■ **Kutipan Dokumen**:
============================================================

Journalinti.id – Amsterdam punya citra sebagai kota seks dan ganja. Kota di Belanda itu kini melarang merokok ganja di depan umum dan mengenakan denda untuk pelanggaran. Bisakah larangan tersebut mengubah reputasi pariwisatanya?
“Dilarang merokok ganja di tempat umum!” pengumuman itu tergantung di sekitar distrik lampu merah Amsterdam, atau De Wallen, demikian sebutannya dalam bahasa Belanda. Menurut undang-undang baru yang mulai berlaku sejak Mei lalu, mereka yang tertangkap merokok ganja di tempat umum, bisa dijatuhi denda sebesar 100 euro atau sekitar Rp1,6 juta.
Amsterdam memang ingin mengurangi jumlah wisatawan yang berpesta dan menyumbat jalan-jalan, terutama di kawasan De Wallen. Denda lain dapat dikenakan pada orang yang minum alkohol di jalanan umum atau buang air kecil sembarangan di depan umum.
Warga Inggris lain yang diwawancarai mengatakan, dia datang ke Amsterdam untuk ikut pameran dan sekarang sedang menikmati hari liburnya dengan mengunjungi distrik lampu merah. Pria itu menambahkan, dia tahu mengonsumsi ganja di depan umum sekarang ilegal, tetapi tidak mengira akan ada petugas polisi di sekitar tempat itu yang akan memeriksa.
Menghindari kerumunan turis berpesta
Pada hari-hari musim panas di bulan Juli ini, kawasan kota tua Amsterdam selalu dipadati turis. Namun, Amsterdam adalah tujuan wisata yang menarik untuk banyak hal, bukan hanya untuk sekadar berpesta ganja atau menyinggahi tempat prostitusi. Gedung-gedung tua dan kanal kuno dari abad ke-17 adalah Situs Warisan Dunia UNESCO dan museumnya berkelas dunia.
Sejak 2021, kota ini mulai membatasi jumlah kunjungan turis per tahun hanya sekitar 20 juta wisatawan. Namun, yang lebih memprihatinkan bagi para pejabat kota, adalah pesta-pesta liar di jalan-jalan sempit pusat kota pada malam hari. Untuk mengatasinya, aturan baru diberlakukan mulai Februari lalu, di antaranya aturan bagi rumah bordil, bar, dan pub di distrik lampu merah harus ditutup dua jam lebih awal.
Menurut sebuah survei, pengunjung dari Inggris sangat rentan terhadap konsumsi ganja yang tidak terkendali. Video menunjukkan bahwa mereka sering berakhir di kantor polisi atau di rumah sakit.
Els Iping dari inisiatif warga “Stop de gekte” atau “Hentikan kegilaan” percaya bahwa kampanye dan perubahan kecil seperti itu adalah langkah awal yang baik. Namun, itu saja tidak cukup untuk mengubah situasi secara keseluruhan. Dia sudah tinggal di Amsterdam selama 40 tahun dan sering harus membersihkan tangga luarnya dari muntahan para turis yang mabuk.

============================================================

■ **Bahan yang Disediakan**:
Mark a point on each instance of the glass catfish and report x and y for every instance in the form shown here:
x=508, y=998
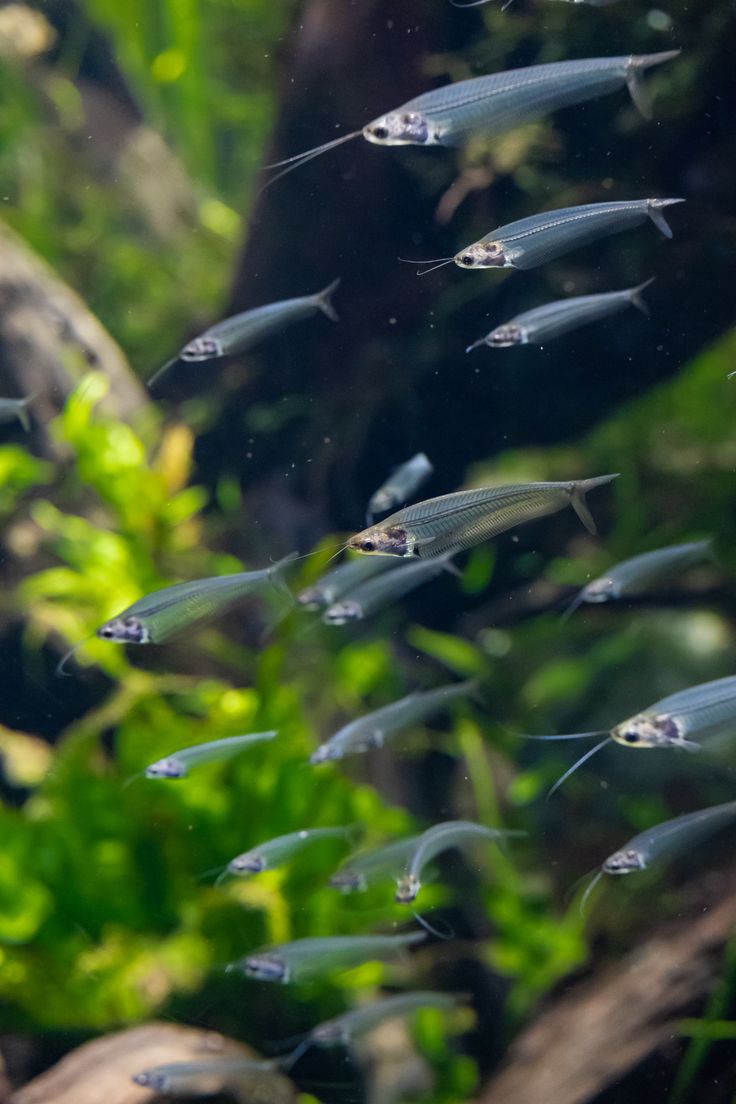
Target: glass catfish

============================================================

■ **Soal**:
Tuliskan ulang tanpa perubahan bagian artikel tentang larangan merokok ganja di Amsterdam yang terletak antara "Menurut sebuah survei, pengunjung" dan "turis yang mabuk.", termasuk kedua batas tersebut.

■ **Jawaban Soal**:
Menurut sebuah survei, pengunjung dari Inggris sangat rentan terhadap konsumsi ganja yang tidak terkendali. Video menunjukkan bahwa mereka sering berakhir di kantor polisi atau di rumah sakit.
Els Iping dari inisiatif warga “Stop de gekte” atau “Hentikan kegilaan” percaya bahwa kampanye dan perubahan kecil seperti itu adalah langkah awal yang baik. Namun, itu saja tidak cukup untuk mengubah situasi secara keseluruhan. Dia sudah tinggal di Amsterdam selama 40 tahun dan sering harus membersihkan tangga luarnya dari muntahan para turis yang mabuk.